Stored data entries:
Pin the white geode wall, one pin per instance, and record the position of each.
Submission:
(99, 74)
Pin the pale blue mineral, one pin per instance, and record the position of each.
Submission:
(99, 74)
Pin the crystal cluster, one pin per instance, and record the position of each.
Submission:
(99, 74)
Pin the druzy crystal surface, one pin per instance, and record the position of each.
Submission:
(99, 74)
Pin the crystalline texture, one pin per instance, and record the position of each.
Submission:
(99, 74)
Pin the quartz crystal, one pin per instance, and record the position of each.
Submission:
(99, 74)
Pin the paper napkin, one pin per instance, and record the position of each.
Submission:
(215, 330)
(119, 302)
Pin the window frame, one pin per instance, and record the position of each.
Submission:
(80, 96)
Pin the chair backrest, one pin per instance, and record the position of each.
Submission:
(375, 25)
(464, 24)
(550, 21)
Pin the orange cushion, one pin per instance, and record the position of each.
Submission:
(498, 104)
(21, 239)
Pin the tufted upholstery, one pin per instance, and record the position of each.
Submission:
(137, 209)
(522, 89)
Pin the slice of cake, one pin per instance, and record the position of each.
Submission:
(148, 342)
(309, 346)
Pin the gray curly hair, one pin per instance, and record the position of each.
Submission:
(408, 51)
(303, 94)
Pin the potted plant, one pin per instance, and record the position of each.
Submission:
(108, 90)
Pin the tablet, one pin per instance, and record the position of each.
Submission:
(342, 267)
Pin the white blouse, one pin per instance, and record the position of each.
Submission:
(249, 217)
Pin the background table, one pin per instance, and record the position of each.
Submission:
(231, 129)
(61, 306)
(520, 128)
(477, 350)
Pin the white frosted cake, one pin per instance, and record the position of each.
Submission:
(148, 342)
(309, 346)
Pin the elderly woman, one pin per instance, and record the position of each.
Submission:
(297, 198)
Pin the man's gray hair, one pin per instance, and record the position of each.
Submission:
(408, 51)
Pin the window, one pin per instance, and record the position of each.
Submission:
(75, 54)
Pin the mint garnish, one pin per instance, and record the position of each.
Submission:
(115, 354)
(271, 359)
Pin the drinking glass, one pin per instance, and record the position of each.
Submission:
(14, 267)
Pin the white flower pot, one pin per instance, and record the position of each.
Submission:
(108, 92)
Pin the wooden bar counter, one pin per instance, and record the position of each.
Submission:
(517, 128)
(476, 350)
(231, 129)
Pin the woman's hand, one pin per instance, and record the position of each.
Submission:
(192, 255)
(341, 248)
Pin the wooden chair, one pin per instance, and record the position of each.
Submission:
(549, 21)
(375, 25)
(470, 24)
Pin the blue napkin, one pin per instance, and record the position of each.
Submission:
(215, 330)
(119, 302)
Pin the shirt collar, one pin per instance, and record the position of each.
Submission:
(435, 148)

(Exercise brief):
A complete answer gives every line of the data that includes "window".

(Solved problem):
Pin the window frame, one pin per instance, and record the position of each.
Pin the window, one pin per instance, and record the position of each.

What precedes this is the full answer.